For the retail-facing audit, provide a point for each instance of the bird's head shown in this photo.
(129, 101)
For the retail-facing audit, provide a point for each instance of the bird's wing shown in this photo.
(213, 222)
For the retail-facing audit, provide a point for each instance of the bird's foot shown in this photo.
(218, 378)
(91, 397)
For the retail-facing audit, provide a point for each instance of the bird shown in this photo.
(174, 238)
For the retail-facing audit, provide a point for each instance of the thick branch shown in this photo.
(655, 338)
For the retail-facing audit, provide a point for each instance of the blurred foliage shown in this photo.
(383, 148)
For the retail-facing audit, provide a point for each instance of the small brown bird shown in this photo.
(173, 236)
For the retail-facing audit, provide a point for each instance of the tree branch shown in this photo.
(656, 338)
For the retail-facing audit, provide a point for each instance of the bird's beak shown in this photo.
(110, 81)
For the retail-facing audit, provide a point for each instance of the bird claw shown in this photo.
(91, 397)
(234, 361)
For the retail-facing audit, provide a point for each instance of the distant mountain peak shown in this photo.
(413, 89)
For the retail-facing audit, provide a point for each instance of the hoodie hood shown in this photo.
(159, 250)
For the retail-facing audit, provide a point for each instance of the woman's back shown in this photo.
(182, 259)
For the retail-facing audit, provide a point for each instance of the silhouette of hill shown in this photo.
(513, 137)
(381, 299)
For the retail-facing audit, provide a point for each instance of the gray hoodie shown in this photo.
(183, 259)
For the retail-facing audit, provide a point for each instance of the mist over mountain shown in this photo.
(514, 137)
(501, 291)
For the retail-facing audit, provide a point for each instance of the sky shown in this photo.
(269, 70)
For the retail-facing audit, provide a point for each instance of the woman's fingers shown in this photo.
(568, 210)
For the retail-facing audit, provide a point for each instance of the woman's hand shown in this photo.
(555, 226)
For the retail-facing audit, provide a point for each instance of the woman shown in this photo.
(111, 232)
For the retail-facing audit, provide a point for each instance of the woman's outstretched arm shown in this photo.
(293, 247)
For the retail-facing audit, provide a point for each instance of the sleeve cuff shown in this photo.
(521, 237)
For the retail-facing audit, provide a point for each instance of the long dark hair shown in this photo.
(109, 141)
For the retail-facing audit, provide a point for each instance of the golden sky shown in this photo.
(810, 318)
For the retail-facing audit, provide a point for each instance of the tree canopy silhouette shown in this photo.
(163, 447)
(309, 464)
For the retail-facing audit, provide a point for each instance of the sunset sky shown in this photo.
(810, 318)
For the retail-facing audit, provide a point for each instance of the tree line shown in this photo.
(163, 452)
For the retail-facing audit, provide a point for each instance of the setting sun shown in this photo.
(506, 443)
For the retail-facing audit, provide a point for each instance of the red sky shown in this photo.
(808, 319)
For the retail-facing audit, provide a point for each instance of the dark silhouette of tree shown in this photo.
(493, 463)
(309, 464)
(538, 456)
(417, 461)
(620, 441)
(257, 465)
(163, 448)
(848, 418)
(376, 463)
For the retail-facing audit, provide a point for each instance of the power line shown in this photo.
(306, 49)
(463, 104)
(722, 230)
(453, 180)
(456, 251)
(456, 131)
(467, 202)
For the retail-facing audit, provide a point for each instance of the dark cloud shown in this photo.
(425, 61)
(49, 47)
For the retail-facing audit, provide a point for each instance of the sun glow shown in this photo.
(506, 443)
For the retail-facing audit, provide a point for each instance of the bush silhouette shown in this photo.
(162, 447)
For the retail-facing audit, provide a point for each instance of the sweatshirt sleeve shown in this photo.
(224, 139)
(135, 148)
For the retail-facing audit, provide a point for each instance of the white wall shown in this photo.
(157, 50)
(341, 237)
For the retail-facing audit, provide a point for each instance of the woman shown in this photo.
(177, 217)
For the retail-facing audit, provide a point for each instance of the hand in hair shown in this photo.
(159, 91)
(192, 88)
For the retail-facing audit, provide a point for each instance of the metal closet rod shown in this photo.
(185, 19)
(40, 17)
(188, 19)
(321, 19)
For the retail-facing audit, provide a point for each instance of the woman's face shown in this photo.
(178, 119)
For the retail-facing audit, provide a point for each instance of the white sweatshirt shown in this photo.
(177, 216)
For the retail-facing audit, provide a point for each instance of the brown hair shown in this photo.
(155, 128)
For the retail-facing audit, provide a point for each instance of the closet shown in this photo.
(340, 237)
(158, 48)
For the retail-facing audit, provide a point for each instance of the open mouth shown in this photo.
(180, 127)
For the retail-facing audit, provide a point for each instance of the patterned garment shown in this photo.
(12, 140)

### Directions for this task
Repeat the data. Keep every word the same.

### Output of the exercise
For the retail-facing audit, provide a point for each instance of the bird's head shown in this photo.
(129, 101)
For the retail-facing audit, provide a point for each instance of the bird's wing shown in this photo.
(213, 222)
For the retail-facing audit, provide a point for each instance of the bird's foot shown in this photo.
(218, 378)
(91, 397)
For the retail-facing audit, provide a point for each instance of the bird shown in this photo.
(174, 238)
For the retail-facing audit, provide a point for each instance of the thick branch shown in this photo.
(655, 338)
For the retail-facing audit, provide a point for each instance of the blurred foliage shown in this photo.
(383, 148)
For the retail-facing audit, provide a point for each instance of the small brown bird shown in this photo.
(173, 236)
For the retail-facing audit, provide a point for each instance of the tree branch shown in this photo.
(656, 338)
For the retail-facing audit, provide a point for each instance of the bird's beak shown in this photo.
(110, 81)
For the retail-facing audit, provide a point for each instance of the bird claw shown in this photo.
(91, 397)
(234, 361)
For the retail-facing audit, provide a point for each instance of the distant mountain peak shown in this photo.
(413, 89)
For the retail-facing audit, provide a point for each instance of the hoodie hood shown in this photo.
(159, 250)
For the retail-facing audit, provide a point for each instance of the woman's back shown in this photo.
(182, 259)
For the retail-facing audit, provide a point for each instance of the silhouette of hill shown in this photo.
(513, 137)
(381, 299)
For the retail-facing audit, provide a point for each instance of the gray hoodie shown in this photo.
(183, 259)
For the retail-facing audit, provide a point for each instance of the mist over mountain shown in this photo.
(514, 137)
(501, 291)
For the retail-facing audit, provide a point for each instance of the sky shown in this photo.
(269, 70)
For the retail-facing audit, provide a point for each instance of the woman's fingers shown in this photo.
(568, 210)
For the retail-facing audit, provide a point for each instance of the woman's hand shown in this photo.
(555, 226)
For the retail-facing audit, provide a point for each instance of the woman shown in this photo.
(111, 232)
For the retail-facing audit, provide a point for each instance of the woman's outstretched arm shown in this photo.
(293, 247)
For the retail-facing audit, provide a point for each instance of the sleeve cuff shown in this photo.
(521, 237)
For the retail-facing audit, provide a point for each instance of the long dark hair shown in this photo.
(109, 141)
For the retail-facing audit, provide a point for each instance of the golden sky shown in this photo.
(810, 318)
For the retail-facing audit, provide a point for each instance of the tree canopy silhouette shown in this photo.
(163, 447)
(309, 464)
For the retail-facing audit, provide a point for each instance of the sunset sky shown in this photo.
(810, 318)
For the retail-facing audit, provide a point for each instance of the tree line shown in this photo.
(163, 452)
For the retail-facing audit, provide a point for each instance of the setting sun shown in this photo.
(506, 443)
For the retail-facing audit, provide a point for each instance of the red sky shown in this photo.
(808, 319)
For the retail-facing audit, provide a point for each instance of the dark silhouette of tree shown in this photo.
(493, 463)
(309, 464)
(538, 456)
(417, 461)
(620, 441)
(257, 465)
(163, 448)
(848, 418)
(376, 463)
For the retail-facing audit, provide a point for each instance of the power line shown in this photo.
(306, 49)
(463, 104)
(722, 230)
(453, 180)
(456, 251)
(456, 131)
(467, 202)
For the retail-facing audit, provide a point for each instance of the dark cloud shown in this photo.
(425, 61)
(49, 47)
For the retail-facing audit, provide a point for each instance of the sun glow shown in this photo.
(506, 443)
For the retail-facing audit, provide a point for each instance of the bush silhouette shown in this photo.
(162, 447)
For the retail-facing audit, provide a point for each instance of the sweatshirt sleeve shown in this photo.
(224, 139)
(135, 148)
For the retail-facing audit, provide a point for each instance of the white wall shown in this photo.
(157, 50)
(341, 237)
For the retail-facing audit, provide a point for each instance of the woman shown in this photo.
(177, 217)
For the retail-facing audit, provide a point for each instance of the hand in hair shown in this photo.
(159, 91)
(192, 88)
For the retail-facing audit, provide a point for each instance of the metal closet rod shown in this photo.
(185, 19)
(40, 17)
(188, 19)
(321, 19)
For the retail-facing audit, provide a point for each instance of the woman's face shown in this photo.
(178, 119)
For the retail-facing audit, provide a point for each instance of the white sweatshirt shown in this photo.
(177, 216)
For the retail-facing audit, provide a point for each instance of the brown hair shown in this photo.
(155, 128)
For the retail-facing audit, provide a point for each instance of the closet shown in this photo.
(340, 237)
(158, 48)
For the retail-facing audit, provide a point for each instance of the open mouth shown in this photo.
(180, 127)
For the retail-facing audit, provide a point for each instance of the patterned garment shown in this photo.
(12, 140)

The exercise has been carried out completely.